# Text section:
_ _ _

6. Astronomical waste, astronomical schmaste

2880 words

[Part of this badly written blog post has been superseded by a slightly better written forum post over on the EA forum. I might clean up the other parts in the future as well, and if so I’ll publish them at the EA forum as well.]

Previously: [1] [2] [3] [4] [5][latest].

Epistemic status: there is nothing wrong with writing your bottom line first. The purpose of this article is to get my initial thoughts on AI risk down before I start reading more about the topic, because I fear that I might unknowingly grant AI risk proponents that the implicit assumptions they’re making are true. As I procrastinated a lot on writing this post, there have been an number of articles put out that I did not read. I do not intend this document to be a conclusive argument against ai risk so much as an attempt to justify why it might be reasonable to think ai risk is not real.

Is this text too long? Click here for the summary of the argument.

In this post, I want to tackle the astronomical waste argument as used to justify AI-related existential risk prevention as an EA cause area. I will first describe the argument that people make. After that, I will discuss a number of meta-heuristics to be skeptical of it. Lastly, I want to take the astronomical waste argument face-on and describe why it is so absurdly unlikely for AI risk to be simultaneously real and preventable that the expected value of working on AIS is still not very good.

Astronomical waste

The astronomical waste argument as most people tell it basically goes like this: the potential good that could be gotten if happy beings colonized the entire universe would be huge, so even if there is a tiny risk of space-colonization not happening, that costs a lot of value in expectation. Moreover, if we can decrease the risk by just a tiny bit, the expected utility generated is still big, so it might be a very cost-effective way to do good.

As many wise people have said before me, “Shut up and calculate.” I will be giving rough estimates without researching them a great lot, because these quantities are not that well-known to humanity either. For the duration of this post, I will be a speciesist and all-around awful person because that simplifies the estimates. Bostrom roughly estimates that colonizing the Virgo supercluster would yield 10^{38} human lives per century. The Virgo SC is one of about 10 million superclusters in the observable universe and we have roughly 10^{9} centuries left before entropy runs out, making a total of roughly 2^{180} potential human lives left in the universe.

I will try to argue that donating \$5000\approx\$2^{13} to an AI risk charity today will counterfactually produce less than one life saved in expectation. To make that happen, we collect 180 bits of unlikeliness for the hypothesis that donating that sum of money to AI Safety organizations saves a lives.

You need to collect less bits if your counterfactual cause area is more cost-effective than malaria prevention. Possibly \log_2(5000/0.20) \approx 14 bits fewer with a charity like ALLFED.

On meta-uncertainty

Some of my LessWrong-reading friends would argue that it is impossible to have credence 2^{-200} in anything because my own thinking is fallible and I’ll make mistakes in my reasoning with probability much higher than that. I reject that assertion: if I flip 200 coins then my expected credence for most series of outcomes should inevitably be close to 2^{-200}, because all 2^{200} events are mutually exclusive and their probabilities must sum up to at most 1.

Discounting the future (30 bits)

_ _ _

# Stated task 1:
Turn everything in the entries from the line containing "Can you locate the atom-like" down to the last line into a numbered list, leaving out any blank lines.
# Stated task 2:
Carry on writing the post on astronomical waste from the point where it stops.
The post on astronomical waste and the entries that follow it have no connection to each other.

# Provided information:
_ _ _

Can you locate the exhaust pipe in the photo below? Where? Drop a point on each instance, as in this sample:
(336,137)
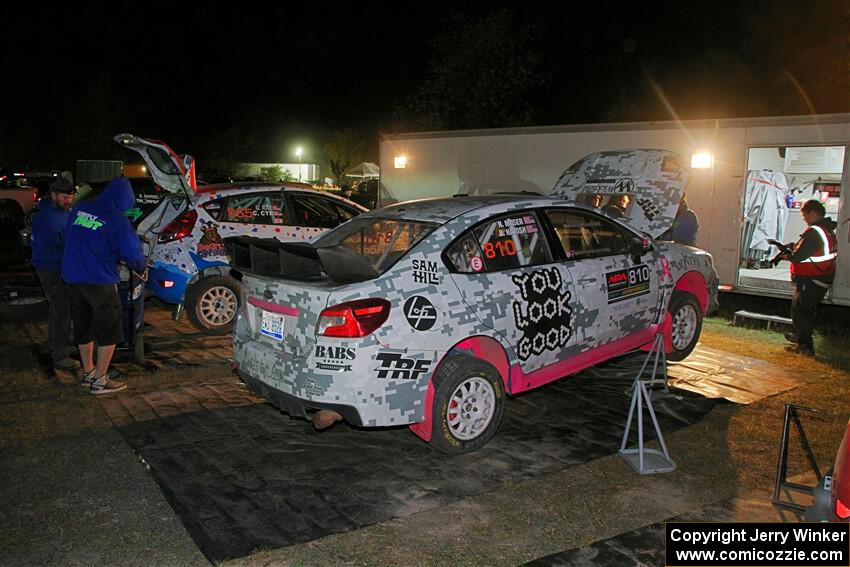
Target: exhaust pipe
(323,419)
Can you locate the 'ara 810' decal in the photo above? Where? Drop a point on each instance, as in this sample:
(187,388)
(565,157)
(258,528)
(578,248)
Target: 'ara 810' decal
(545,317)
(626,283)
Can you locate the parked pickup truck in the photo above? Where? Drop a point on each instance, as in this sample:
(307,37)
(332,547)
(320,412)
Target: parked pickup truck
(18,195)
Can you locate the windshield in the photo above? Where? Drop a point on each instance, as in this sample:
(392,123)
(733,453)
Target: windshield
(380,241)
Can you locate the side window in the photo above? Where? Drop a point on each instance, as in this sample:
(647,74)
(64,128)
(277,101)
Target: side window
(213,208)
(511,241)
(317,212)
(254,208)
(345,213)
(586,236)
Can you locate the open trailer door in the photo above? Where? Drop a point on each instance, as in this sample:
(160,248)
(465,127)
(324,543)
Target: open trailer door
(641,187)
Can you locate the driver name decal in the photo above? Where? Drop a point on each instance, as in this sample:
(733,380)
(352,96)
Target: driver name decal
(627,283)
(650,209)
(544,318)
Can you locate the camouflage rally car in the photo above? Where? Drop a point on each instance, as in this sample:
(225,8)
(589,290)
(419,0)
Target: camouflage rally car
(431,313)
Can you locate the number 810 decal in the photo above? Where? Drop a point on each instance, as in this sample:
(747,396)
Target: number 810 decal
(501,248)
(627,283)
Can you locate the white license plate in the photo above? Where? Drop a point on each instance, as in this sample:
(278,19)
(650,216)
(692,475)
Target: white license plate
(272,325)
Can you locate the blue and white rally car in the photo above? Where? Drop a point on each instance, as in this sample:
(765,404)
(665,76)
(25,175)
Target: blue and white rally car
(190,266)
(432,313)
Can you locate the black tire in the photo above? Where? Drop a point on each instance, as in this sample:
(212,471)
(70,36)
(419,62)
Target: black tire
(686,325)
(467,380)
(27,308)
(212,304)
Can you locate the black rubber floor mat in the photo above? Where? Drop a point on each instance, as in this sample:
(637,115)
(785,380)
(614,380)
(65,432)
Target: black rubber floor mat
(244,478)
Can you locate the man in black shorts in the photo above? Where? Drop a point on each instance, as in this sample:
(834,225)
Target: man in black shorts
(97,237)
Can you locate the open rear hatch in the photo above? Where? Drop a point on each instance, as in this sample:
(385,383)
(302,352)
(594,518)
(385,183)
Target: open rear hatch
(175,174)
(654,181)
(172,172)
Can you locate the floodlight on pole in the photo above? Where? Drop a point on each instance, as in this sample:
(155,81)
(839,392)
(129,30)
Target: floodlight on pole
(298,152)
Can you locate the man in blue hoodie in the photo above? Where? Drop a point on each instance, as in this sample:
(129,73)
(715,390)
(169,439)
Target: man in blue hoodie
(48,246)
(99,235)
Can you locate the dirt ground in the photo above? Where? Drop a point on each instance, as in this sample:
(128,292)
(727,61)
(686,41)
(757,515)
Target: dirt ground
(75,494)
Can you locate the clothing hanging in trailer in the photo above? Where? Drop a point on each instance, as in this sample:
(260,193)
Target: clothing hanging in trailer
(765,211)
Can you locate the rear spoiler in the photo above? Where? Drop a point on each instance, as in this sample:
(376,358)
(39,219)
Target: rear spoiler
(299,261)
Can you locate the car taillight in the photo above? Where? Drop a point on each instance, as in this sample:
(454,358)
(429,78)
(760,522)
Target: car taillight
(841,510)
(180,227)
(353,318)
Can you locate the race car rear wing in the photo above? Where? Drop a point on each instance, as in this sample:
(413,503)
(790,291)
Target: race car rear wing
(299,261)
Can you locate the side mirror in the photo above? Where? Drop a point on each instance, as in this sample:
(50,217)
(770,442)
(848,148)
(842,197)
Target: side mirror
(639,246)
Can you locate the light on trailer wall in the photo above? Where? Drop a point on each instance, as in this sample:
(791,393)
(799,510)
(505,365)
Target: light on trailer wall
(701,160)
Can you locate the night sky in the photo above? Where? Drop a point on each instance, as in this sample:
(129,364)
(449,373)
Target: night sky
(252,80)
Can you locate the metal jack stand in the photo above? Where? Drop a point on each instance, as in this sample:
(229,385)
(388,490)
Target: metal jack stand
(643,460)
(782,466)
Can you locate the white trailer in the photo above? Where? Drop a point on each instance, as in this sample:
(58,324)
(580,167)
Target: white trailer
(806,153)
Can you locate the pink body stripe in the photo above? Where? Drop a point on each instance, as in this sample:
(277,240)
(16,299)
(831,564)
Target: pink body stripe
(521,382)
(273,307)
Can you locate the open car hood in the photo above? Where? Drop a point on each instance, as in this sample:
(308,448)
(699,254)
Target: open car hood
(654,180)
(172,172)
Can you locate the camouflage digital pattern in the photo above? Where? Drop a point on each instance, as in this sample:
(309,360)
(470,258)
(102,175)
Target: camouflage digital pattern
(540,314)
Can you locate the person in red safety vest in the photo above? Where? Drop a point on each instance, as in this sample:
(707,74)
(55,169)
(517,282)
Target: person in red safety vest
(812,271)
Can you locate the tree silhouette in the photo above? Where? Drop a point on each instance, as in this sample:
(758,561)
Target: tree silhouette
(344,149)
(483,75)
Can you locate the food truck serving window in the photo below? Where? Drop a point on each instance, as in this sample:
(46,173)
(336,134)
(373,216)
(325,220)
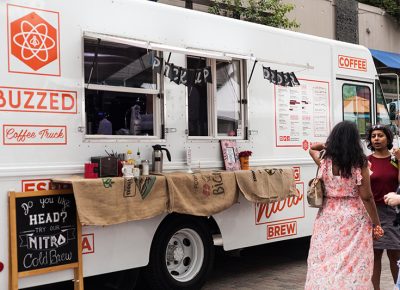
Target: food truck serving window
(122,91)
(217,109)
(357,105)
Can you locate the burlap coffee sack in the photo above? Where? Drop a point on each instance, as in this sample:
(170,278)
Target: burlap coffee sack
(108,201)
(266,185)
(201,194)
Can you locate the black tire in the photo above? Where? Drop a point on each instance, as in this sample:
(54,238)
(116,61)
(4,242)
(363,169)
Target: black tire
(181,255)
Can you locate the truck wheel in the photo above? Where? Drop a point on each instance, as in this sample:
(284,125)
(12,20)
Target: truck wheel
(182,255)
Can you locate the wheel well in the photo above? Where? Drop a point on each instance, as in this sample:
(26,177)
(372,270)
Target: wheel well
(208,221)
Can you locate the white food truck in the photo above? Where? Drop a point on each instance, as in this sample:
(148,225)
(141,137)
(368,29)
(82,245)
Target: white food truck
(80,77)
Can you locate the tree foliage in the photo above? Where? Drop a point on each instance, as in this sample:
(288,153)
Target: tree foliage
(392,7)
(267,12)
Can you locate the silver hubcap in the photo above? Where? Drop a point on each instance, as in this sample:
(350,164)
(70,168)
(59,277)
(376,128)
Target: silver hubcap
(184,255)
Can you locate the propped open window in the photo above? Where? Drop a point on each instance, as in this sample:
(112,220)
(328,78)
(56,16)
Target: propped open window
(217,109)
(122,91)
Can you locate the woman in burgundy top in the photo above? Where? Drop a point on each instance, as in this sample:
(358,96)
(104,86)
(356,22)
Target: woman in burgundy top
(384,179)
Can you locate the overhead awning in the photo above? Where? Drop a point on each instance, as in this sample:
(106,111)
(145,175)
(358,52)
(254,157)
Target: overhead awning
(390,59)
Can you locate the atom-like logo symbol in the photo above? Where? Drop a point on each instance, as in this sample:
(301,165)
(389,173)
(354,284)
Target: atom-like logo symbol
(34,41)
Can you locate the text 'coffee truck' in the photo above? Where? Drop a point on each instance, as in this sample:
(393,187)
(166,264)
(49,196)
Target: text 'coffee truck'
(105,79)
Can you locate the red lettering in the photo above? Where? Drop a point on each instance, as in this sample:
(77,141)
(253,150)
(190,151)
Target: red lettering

_ _ _

# Task result 1:
1. Can you locate the atom-like logo symbol in the photo above? Where? Drop a point on each instance, as in this sample:
2. (301,165)
3. (389,173)
4. (354,284)
5. Target: atom-like logo symbol
6. (34,41)
7. Can you locate the text 'coffee truck' in the photo above? Where? Drop a point on each instance, as in this sample:
8. (393,187)
9. (166,264)
10. (49,196)
11. Target: text 'coffee truck'
12. (105,79)
13. Can you locate the red lettering in the photo above? Where? Drop a point on each instance, as in this sample:
14. (77,141)
15. (253,150)
16. (190,151)
17. Target: red lettering

# Task result 2:
Inhabiting the observable universe might take a really long, and in all this time there is some probability of going extinct for reasons other than AI risk. Hence we should discount the total spoils of the universe by a decent fraction. 30 bits. More importantly, if the Alignment Problem were to be solved, you’d still need to be able to force everyone to implement in the solution to it.

Independent AGI developers would need to be monitored and forced to comply with the new AGI regulations. This is hard to do without a totalitarian surveillance state, and such governance structures are bad to live under. 15 bits.

And then there are adversaries, negative utilitarians, who will actively try to build unsafe AGI to destroy the universe. They will keep trying for the rest of human existence. Preventing this for all time seems unlikely without going into real Orwell-level surveillance. 15 bits.

Biases (20 bits)

I expect many EA’s to be wrong in their utility calculation, so I think I should propose mechanisms that cause so many EA’s to be wrong. Two such mechanisms are described in previous entries in this series [2] (9 bits) [3] (1 bits) and I want to describe a third one here.

When we describe how much utility could fit in the universe, our reference class for numbers is “how many X fits in the universe”, where X ranges over things like {atoms, stars, planets}. These numbers are huge, typically expressed as 10^n for n \in \mathbb{N}.

When we describe how likely certain events are, the tempting reference class is “statements of probability”, typically expressed as ab.cdefghij... \%. Writing things this way, it seems absurd to have your number start with more than 10 zeros.

The combination of these vastly different scales together with anchoring being a thing, makes that we should expect people to over-estimate the probability of unlikely effects and hence the expected utility of prevention measures.

I expect myself to be subject to these biases still, so I think it is appropriate to count a number of bits to counteract this bias. 20 bits.

Counterfactual actions (-1 bit)

Nothing is effective in and of itself, effectiveness is relative to a counterfactual action. For this blog post, the counterfactuals will be working on algorithmic fairness and/or digital rights campaigning/legislation, and mainstream machine learning research and engineering. -1 bit.

When is AI risky? (tl;dr)

This is a rough sketch of my argument. AI safety can only be an effective cause area if

  1. The future of the non-extinct universe would be good.
  2. The probability of an AI-related extinction event is big.
  3. It is possible to find ways to decrease that probability.
  4. It is feasible to impose those risk mitigation measures everywhere.
  5. The AI risk problem won’t be solved by regular commercial and/or academic AI research anyway.
  6. A single AI-related extinction event could affect any lifeform in the universe ever.
  7. Without AI first causing a relatively minor (at most country-level) accident first.
  8. Presently possible AI safety research should be an effective way of decreasing that probability.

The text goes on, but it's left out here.